> **WORK REQUIRED**: Please copy every line from the following entries in which the word "below" appears.

> **EXTRACTED RECORDS**:
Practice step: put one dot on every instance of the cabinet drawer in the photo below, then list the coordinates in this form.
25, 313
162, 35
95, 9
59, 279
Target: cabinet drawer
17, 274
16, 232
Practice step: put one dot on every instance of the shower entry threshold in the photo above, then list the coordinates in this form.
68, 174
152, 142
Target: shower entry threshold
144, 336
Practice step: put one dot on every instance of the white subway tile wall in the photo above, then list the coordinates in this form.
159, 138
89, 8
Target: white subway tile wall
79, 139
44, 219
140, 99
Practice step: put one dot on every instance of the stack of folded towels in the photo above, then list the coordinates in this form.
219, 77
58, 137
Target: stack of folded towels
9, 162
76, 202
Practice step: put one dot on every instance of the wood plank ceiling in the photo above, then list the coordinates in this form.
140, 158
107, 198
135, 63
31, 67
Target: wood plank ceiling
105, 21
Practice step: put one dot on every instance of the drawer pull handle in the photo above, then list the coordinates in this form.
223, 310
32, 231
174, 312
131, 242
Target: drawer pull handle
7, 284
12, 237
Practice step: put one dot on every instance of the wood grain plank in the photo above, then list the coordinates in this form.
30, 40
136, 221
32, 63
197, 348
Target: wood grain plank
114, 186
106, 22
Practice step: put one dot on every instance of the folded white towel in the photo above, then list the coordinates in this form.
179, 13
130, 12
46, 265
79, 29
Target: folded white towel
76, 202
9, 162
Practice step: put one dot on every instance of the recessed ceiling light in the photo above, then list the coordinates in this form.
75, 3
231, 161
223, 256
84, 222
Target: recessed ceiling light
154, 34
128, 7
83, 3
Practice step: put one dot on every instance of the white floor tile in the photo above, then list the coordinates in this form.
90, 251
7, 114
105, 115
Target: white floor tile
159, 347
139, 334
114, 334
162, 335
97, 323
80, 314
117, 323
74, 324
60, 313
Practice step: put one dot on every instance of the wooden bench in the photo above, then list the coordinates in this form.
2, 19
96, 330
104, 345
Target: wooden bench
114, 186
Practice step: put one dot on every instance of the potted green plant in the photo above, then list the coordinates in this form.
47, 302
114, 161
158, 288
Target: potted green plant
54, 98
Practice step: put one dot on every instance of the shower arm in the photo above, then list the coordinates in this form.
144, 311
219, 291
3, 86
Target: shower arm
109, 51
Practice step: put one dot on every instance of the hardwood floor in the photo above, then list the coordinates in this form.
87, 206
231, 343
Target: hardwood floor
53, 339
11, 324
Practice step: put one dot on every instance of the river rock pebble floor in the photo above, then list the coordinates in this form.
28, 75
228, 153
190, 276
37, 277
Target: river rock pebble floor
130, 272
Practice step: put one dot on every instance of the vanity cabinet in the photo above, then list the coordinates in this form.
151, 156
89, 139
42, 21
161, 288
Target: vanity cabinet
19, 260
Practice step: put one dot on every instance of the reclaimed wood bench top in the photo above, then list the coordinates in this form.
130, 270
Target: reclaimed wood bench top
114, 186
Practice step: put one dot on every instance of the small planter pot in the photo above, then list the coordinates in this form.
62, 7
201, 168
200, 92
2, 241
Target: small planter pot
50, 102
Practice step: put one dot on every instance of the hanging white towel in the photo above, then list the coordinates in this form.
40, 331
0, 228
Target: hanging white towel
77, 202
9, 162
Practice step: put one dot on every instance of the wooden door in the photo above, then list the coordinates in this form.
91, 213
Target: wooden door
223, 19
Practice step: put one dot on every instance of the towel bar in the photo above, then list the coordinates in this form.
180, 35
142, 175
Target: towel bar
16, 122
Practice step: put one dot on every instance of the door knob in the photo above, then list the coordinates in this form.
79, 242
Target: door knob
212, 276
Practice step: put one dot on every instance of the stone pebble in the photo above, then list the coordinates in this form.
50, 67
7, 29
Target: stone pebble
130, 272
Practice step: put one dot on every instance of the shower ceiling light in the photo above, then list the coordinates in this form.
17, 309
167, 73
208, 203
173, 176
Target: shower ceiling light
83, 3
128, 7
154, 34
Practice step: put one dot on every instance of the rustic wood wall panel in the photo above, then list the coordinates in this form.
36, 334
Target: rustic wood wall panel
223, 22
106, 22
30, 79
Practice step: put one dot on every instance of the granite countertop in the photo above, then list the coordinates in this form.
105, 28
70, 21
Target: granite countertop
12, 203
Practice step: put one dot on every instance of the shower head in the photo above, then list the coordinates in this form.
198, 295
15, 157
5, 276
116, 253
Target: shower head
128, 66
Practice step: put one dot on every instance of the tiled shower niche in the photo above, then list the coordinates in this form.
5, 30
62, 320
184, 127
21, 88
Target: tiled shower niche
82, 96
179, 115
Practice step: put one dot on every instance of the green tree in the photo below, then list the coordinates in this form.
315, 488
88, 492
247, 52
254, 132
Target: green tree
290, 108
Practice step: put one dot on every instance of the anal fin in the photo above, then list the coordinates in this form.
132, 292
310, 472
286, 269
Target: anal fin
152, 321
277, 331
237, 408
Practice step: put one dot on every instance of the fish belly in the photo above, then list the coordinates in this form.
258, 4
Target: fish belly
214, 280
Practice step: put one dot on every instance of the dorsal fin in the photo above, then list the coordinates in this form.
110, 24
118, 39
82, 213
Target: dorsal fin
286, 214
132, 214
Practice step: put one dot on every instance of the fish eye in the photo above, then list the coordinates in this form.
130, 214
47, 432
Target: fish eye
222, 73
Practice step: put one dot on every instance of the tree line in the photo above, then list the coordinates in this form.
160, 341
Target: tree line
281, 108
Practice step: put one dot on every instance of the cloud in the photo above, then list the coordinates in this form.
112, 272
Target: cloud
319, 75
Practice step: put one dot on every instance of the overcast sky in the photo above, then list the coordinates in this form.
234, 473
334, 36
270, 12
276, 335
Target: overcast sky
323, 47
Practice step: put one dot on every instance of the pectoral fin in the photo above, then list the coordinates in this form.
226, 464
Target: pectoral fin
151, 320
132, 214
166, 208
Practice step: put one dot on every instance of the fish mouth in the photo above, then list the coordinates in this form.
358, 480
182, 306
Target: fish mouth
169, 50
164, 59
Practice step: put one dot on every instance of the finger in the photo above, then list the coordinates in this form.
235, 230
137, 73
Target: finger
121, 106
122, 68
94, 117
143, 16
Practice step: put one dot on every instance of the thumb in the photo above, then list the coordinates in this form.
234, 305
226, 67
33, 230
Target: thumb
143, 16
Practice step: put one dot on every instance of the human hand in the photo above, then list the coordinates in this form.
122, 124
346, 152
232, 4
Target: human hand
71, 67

> **RESPONSE AREA**:
Practice step: put one dot on every instance of the cabinet drawer in the photo below, then list the coordinates in this form.
Practice step: put one dot on every instance of the green tree in the photo below, then list the coordinates in this form.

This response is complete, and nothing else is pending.